WORK TASK: State the count of lines in this material that hold the string "below" and add nothing.

(RECORDED DATA begins)

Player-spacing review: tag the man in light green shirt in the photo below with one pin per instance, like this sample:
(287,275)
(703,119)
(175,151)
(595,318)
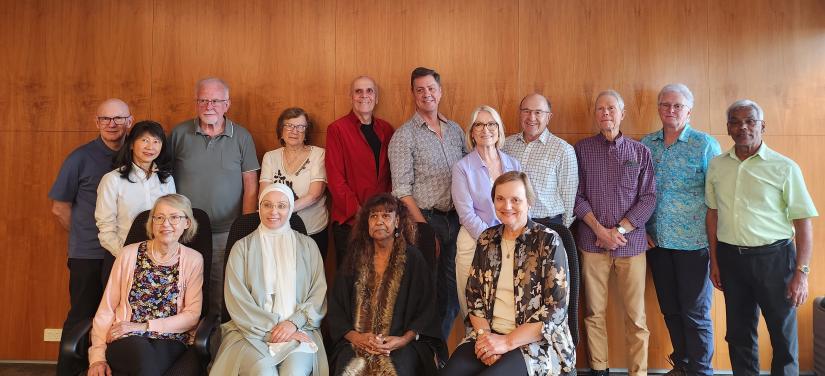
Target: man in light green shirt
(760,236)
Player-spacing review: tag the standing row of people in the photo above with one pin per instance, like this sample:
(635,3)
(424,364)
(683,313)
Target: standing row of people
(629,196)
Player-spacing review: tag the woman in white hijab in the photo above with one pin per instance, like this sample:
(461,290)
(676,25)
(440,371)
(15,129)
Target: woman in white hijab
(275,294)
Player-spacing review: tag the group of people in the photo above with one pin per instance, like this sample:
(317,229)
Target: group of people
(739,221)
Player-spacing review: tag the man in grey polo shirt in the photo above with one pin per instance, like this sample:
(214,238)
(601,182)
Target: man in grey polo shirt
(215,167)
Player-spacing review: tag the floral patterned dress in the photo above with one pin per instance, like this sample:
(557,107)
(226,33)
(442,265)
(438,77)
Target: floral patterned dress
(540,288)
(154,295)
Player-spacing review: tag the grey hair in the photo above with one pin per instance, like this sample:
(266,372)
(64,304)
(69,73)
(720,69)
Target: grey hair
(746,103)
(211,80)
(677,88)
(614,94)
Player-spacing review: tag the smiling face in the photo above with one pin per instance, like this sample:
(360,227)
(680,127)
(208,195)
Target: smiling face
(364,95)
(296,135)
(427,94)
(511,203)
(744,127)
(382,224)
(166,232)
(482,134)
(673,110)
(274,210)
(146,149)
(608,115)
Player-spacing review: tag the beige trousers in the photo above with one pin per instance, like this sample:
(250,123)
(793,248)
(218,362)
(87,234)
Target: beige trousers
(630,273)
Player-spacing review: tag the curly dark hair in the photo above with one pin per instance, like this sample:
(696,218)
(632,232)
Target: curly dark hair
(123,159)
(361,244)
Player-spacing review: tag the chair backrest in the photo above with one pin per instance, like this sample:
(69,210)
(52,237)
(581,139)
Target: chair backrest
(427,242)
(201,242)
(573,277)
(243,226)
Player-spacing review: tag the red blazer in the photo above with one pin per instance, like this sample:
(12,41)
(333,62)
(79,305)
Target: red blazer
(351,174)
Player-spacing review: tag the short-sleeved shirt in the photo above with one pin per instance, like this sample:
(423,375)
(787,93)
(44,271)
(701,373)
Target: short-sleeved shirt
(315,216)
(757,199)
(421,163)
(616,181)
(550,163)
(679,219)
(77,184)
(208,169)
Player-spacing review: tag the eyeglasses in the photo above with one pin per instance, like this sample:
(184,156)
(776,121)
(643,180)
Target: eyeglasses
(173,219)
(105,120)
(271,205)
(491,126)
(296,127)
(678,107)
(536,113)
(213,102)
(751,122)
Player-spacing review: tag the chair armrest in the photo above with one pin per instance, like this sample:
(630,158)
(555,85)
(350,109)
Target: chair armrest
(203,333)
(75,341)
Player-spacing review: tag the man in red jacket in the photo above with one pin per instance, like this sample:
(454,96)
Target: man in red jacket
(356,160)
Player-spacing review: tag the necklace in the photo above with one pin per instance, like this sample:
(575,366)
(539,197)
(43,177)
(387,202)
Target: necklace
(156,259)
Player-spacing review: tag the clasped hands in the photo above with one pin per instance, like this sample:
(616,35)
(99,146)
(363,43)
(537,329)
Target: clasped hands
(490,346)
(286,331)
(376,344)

(RECORDED DATA ends)
(RECORDED DATA begins)

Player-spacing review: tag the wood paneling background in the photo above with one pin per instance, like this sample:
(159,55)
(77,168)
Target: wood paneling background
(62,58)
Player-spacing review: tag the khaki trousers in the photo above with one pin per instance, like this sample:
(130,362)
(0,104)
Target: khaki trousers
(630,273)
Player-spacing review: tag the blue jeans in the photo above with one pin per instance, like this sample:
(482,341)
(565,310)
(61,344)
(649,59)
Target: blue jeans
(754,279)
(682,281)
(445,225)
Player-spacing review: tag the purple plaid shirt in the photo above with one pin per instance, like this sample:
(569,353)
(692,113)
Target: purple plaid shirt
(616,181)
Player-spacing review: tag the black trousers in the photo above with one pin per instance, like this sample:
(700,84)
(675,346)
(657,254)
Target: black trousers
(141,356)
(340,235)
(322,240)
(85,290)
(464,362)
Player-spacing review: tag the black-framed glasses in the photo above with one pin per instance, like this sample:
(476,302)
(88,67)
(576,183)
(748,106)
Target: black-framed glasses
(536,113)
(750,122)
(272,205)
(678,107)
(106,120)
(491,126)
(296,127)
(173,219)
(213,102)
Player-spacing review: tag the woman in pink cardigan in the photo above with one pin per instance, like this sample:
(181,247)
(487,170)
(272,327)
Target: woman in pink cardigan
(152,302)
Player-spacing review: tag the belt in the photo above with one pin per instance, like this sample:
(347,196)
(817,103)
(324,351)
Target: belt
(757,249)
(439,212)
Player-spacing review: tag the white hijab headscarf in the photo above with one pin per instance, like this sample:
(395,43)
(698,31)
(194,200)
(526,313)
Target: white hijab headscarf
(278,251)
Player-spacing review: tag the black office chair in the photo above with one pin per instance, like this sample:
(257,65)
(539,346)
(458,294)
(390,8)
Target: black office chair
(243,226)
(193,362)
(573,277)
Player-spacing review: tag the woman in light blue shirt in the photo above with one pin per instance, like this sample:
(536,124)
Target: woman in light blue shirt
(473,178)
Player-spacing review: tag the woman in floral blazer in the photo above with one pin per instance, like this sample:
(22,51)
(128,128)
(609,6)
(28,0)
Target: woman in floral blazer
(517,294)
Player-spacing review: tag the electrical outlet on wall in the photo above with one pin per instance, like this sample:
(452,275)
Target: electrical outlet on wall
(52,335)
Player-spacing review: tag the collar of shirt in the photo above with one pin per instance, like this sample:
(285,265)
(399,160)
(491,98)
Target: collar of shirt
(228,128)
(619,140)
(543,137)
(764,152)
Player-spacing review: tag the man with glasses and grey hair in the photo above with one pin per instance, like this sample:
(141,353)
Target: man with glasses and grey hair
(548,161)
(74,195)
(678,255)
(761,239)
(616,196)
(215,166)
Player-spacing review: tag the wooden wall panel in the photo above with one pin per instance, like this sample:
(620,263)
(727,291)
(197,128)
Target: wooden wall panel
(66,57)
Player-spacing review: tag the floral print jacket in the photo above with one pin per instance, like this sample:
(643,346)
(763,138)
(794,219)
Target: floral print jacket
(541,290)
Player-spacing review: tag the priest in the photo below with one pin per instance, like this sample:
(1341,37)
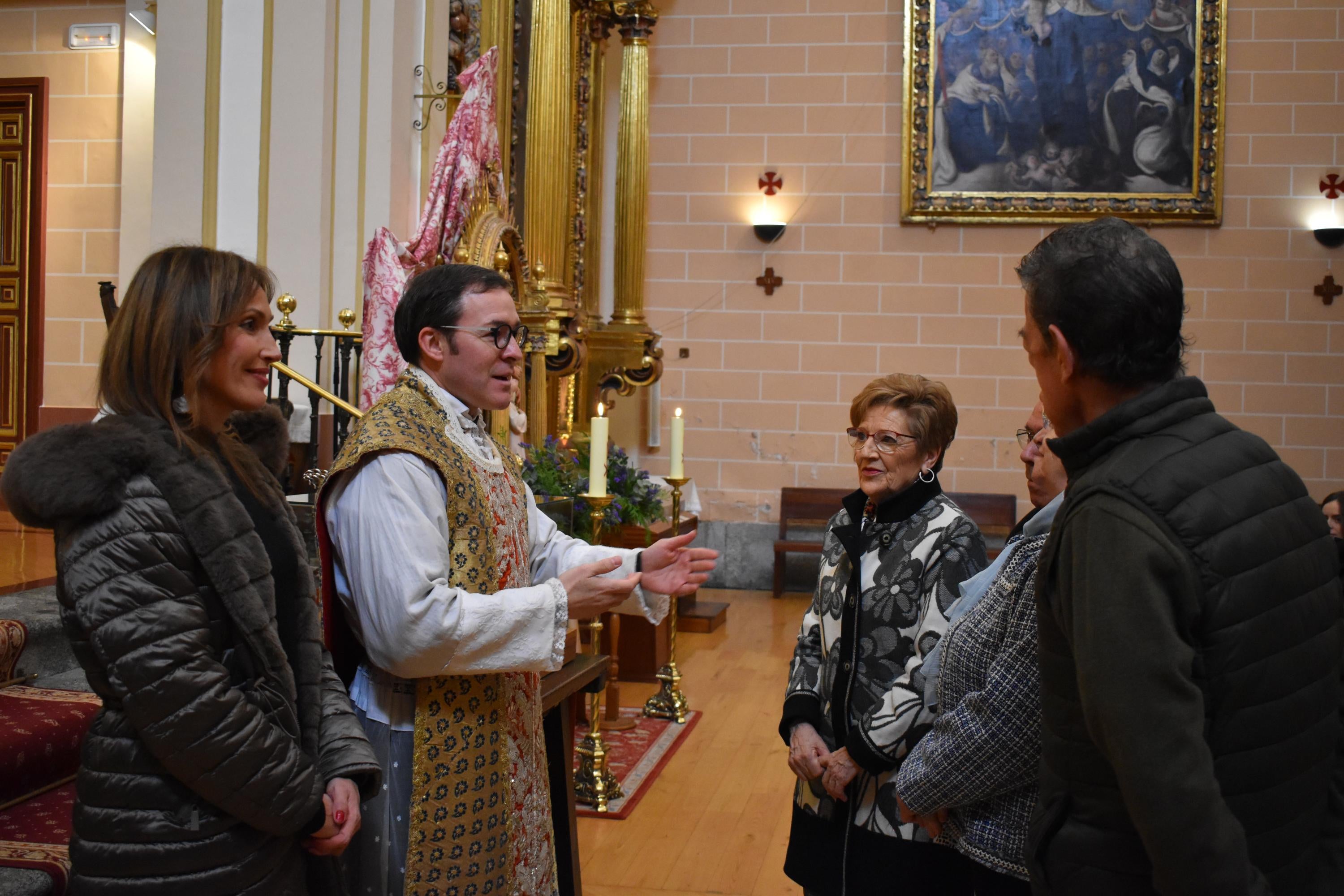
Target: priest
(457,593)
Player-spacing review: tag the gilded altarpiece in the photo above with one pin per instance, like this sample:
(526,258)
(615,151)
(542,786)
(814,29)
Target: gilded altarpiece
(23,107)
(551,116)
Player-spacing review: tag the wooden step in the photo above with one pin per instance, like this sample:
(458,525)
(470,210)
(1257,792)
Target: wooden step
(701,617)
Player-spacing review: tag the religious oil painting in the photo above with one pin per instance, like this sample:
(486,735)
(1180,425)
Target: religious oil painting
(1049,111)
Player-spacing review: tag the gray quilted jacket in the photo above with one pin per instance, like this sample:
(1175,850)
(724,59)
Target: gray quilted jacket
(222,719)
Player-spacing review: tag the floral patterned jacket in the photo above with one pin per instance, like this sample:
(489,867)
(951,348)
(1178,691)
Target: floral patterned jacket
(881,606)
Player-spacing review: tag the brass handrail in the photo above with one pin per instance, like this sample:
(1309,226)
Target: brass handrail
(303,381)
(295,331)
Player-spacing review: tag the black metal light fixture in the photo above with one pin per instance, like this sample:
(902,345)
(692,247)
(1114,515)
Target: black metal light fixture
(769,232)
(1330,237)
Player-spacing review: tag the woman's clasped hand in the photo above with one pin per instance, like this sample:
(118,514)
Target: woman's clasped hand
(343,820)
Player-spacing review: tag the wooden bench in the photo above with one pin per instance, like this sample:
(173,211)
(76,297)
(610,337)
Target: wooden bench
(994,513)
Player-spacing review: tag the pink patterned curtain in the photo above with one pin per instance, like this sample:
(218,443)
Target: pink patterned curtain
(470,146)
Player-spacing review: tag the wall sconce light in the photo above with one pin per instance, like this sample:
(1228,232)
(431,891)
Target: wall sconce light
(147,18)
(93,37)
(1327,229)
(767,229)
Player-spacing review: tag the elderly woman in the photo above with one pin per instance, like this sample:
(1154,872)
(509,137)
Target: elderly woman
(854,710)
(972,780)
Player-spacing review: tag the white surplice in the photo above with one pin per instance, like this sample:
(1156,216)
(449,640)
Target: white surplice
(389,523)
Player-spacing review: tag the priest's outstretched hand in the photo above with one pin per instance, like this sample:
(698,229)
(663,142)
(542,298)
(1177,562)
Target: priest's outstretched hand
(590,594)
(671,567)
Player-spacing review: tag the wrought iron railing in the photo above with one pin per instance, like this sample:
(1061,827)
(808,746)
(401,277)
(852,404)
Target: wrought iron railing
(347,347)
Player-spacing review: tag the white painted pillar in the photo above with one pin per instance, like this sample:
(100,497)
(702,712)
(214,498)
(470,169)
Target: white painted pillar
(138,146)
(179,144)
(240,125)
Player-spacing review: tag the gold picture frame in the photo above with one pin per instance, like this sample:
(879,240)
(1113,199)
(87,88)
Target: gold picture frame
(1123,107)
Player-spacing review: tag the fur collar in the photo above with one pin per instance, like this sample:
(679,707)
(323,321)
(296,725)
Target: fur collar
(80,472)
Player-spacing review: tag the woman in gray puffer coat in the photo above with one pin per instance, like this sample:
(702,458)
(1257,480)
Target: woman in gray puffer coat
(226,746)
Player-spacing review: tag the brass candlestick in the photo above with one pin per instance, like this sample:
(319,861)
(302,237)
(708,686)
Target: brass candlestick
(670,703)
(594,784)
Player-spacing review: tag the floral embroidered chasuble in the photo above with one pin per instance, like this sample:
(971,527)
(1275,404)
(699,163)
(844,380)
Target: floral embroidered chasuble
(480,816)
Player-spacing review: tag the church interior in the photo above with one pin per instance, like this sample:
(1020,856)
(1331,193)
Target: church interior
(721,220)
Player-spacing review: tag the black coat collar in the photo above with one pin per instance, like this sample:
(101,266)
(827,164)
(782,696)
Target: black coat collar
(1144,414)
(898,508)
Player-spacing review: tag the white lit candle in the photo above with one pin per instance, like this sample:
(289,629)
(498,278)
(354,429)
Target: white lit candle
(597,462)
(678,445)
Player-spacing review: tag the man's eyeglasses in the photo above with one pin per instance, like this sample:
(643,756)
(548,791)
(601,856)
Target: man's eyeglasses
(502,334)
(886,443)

(RECORDED DATA ends)

EXERCISE OUTPUT: 2